I don't agree with people who turn this private matter into something political, but I don't believe the Christian right is doing something wrong by taking on the issue of the number of frozen embryos in storage and the number of childless couples. They are doing something good. You weren't originally motivated by the idea of saving an embryo, that makes sense to me, but doesn't it add to the good feelings about this process that you did? Isn't she better off now than suspended in liquid nitrogen? Don't minimize the wonderful thing that you and the donating couple did! You turned the pain of infertility into something amazing, even more amazing than standard ART.

The data:
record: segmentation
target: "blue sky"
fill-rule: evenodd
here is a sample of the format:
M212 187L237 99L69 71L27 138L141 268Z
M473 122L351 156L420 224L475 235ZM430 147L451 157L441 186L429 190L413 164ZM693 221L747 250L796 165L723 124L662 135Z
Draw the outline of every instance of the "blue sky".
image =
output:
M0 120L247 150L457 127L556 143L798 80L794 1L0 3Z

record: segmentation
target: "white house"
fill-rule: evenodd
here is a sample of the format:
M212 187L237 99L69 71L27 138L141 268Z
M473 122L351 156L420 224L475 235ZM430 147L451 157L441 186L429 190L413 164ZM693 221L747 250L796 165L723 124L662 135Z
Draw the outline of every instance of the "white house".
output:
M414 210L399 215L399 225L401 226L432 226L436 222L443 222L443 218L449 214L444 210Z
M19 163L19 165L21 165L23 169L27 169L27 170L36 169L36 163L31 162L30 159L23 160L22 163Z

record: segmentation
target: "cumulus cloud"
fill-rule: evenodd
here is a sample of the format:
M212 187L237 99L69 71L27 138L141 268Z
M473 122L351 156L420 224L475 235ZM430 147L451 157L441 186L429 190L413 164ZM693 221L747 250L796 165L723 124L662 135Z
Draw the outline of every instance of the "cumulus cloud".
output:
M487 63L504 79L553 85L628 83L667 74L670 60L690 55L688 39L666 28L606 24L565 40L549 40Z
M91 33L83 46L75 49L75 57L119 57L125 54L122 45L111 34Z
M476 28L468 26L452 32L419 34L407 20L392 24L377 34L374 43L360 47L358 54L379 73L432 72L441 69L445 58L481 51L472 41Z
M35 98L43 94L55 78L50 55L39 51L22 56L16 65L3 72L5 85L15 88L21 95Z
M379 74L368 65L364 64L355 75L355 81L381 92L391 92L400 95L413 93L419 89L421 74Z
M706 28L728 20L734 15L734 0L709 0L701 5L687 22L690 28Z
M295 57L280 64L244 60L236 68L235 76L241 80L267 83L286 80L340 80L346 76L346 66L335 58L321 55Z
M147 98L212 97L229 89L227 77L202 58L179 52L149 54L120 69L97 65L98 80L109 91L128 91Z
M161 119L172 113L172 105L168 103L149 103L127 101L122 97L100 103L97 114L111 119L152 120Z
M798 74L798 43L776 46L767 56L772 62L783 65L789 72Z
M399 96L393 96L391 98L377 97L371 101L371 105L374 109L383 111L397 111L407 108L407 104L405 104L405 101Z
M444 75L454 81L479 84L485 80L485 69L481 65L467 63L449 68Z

Work required:
Please answer these questions about the comment on frozen embryos:
(a) Which group does the writer say is doing something good by taking on the issue of frozen embryos in storage?
(b) In what does the writer say the embryo would otherwise be suspended?
(c) What does the writer say the pain of infertility was turned into?
You do not need the data.

Result for this exercise:
(a) The Christian right.
(b) Liquid nitrogen.
(c) Something amazing, even more amazing than standard ART.